Extract and repeat unchanged the lines of the data below, starting from the line with "Indicate the tractor cab" up to and including the line with "x=164, y=156".

--*--

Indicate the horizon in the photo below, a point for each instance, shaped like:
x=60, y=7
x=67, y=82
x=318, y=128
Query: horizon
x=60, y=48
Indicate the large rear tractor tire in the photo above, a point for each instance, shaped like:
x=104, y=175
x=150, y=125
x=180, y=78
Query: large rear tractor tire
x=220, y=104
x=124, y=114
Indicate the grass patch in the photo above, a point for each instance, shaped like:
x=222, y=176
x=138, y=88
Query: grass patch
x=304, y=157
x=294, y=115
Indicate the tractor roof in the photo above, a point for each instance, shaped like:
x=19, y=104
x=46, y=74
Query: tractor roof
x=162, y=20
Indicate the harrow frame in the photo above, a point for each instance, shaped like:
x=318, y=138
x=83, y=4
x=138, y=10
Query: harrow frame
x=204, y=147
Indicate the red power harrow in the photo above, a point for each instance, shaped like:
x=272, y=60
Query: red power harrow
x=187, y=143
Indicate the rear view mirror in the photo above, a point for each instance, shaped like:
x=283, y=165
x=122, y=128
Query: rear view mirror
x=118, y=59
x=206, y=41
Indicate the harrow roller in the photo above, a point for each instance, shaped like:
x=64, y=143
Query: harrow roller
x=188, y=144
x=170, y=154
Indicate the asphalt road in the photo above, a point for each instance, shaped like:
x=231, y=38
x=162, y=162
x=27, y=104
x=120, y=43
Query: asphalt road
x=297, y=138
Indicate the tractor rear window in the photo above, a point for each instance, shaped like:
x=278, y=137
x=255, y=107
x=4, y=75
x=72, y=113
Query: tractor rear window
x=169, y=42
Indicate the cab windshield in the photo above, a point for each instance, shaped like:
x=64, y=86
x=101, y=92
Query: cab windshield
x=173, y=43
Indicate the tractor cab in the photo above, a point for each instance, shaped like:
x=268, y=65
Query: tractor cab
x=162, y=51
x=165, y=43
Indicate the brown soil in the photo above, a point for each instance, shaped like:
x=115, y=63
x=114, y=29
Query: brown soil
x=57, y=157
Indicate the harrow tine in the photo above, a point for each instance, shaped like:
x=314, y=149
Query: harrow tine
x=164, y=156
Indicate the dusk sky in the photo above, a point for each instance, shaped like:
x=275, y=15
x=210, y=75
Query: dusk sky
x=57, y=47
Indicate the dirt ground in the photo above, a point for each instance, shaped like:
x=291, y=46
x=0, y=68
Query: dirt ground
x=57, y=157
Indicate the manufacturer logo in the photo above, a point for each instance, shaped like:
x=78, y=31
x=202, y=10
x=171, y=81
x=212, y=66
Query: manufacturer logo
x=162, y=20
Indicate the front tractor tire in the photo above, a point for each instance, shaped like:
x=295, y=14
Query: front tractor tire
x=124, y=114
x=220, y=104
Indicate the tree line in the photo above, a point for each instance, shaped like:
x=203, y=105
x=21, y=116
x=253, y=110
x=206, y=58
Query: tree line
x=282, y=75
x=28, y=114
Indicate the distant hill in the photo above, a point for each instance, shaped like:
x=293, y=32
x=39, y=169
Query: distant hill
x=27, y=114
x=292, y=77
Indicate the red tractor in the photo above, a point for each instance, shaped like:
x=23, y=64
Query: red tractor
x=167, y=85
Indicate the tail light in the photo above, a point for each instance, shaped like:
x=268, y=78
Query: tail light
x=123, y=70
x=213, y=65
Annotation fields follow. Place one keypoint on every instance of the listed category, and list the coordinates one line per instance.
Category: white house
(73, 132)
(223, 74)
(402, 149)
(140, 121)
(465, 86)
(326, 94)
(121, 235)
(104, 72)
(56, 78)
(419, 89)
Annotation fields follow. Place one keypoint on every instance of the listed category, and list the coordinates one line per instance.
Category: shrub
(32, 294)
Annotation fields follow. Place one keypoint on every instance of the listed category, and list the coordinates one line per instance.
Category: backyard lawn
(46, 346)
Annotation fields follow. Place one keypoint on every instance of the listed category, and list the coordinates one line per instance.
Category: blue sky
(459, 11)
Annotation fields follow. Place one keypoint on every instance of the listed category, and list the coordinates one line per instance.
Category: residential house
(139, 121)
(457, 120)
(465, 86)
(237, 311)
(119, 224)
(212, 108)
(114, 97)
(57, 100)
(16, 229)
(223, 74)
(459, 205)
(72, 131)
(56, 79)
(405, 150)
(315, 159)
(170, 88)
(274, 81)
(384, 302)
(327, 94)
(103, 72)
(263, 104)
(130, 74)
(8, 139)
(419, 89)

--*--

Reply to the exercise
Indicate the tractor cab in the photo above, a point for each instance, shaped like:
x=268, y=65
Query: tractor cab
x=162, y=51
x=165, y=43
Indicate the brown soil in the photo above, a point for each instance, shaped like:
x=115, y=63
x=114, y=29
Query: brown soil
x=57, y=157
Indicate the harrow tine in the photo above, a point for each instance, shaped like:
x=314, y=149
Query: harrow tine
x=164, y=156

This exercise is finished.